• **SELECTED PASSAGE**:
# Ferguson TO20 starting problem



## ozbirn (Jan 1, 2014)

Greetings everyone,
I have a TO20 Ferguson that I have owned for several decades, but recently is giving me fits. It will generally start immediately. I can run it as usual, but if I shut it down, won't even think about starting. Starting today, won't start at all. No clicks, won't do anything if attempting to jump start. Has been super reliable until this. Battery is hot. Won't even do anything if jumping directly to starter. Of course, starts in 15 feet if pulled.
Any clues guys?


----------



## pogobill (Jan 31, 2012)

Hmmmm... I wonder if your starter is shot? Or jambed in the flywheel. Either way, that would heat up the battery, I'm sure. You may have to pull the starter and test it on the bench, or it may free up when you remove a couple of bolts. Pay attention to the bolts that come out of the holes, some may be longer than others, so don't mix them up.


----------



## Hoodoo Valley (Nov 14, 2006)

I agree with Bill. Might just be wearing out or just now wore out!


----------



## Ultradog (Feb 27, 2005)

ozbirn said:


> Greetings everyone,
> I have a TO20 Ferguson that I have owned for several decades, but recently is giving me fits. It will generally start immediately. I can run it as usual, but if I shut it down, won't even think about starting. Starting today, won't start at all. No clicks, won't do anything if attempting to jump start. Has been super reliable until this. Battery is hot. Won't even do anything if jumping directly to starter. Of course, starts in 15 feet if pulled.
> Any clues guys?



Remember the mantra;
"Keep em clean, bright and tight."

• **GIVEN REQUEST 1**: According to the thread on the TO20 starting problem, what happens when the tractor is pulled?
• **GIVEN REQUEST 2**: Convert the labeled area outline entries into a JSON list of strings with one string per line, leaving out blank lines.
The forum thread and the records are unrelated to each other.

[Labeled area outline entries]

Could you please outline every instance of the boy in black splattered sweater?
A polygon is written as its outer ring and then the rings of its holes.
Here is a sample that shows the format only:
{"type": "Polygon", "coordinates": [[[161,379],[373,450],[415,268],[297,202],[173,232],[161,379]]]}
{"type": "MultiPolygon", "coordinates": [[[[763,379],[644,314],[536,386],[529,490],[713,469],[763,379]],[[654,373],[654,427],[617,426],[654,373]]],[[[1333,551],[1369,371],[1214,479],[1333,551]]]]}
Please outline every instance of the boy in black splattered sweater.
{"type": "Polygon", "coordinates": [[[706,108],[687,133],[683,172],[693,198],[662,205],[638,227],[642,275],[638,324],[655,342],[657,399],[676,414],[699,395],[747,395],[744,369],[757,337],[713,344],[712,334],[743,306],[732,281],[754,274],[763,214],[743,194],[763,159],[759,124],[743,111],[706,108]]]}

• **FULL ANSWER 1**: It starts within 15 feet.

• **FULL ANSWER 2**:
[
  "Could you please outline every instance of the boy in black splattered sweater?",
  "A polygon is written as its outer ring and then the rings of its holes.",
  "Here is a sample that shows the format only:",
  "{\"type\": \"Polygon\", \"coordinates\": [[[161,379],[373,450],[415,268],[297,202],[173,232],[161,379]]]}",
  "{\"type\": \"MultiPolygon\", \"coordinates\": [[[[763,379],[644,314],[536,386],[529,490],[713,469],[763,379]],[[654,373],[654,427],[617,426],[654,373]]],[[[1333,551],[1369,371],[1214,479],[1333,551]]]]}",
  "Please outline every instance of the boy in black splattered sweater.",
  "{\"type\": \"Polygon\", \"coordinates\": [[[706,108],[687,133],[683,172],[693,198],[662,205],[638,227],[642,275],[638,324],[655,342],[657,399],[676,414],[699,395],[747,395],[744,369],[757,337],[713,344],[712,334],[743,306],[732,281],[754,274],[763,214],[743,194],[763,159],[759,124],[743,111],[706,108]]]}"
]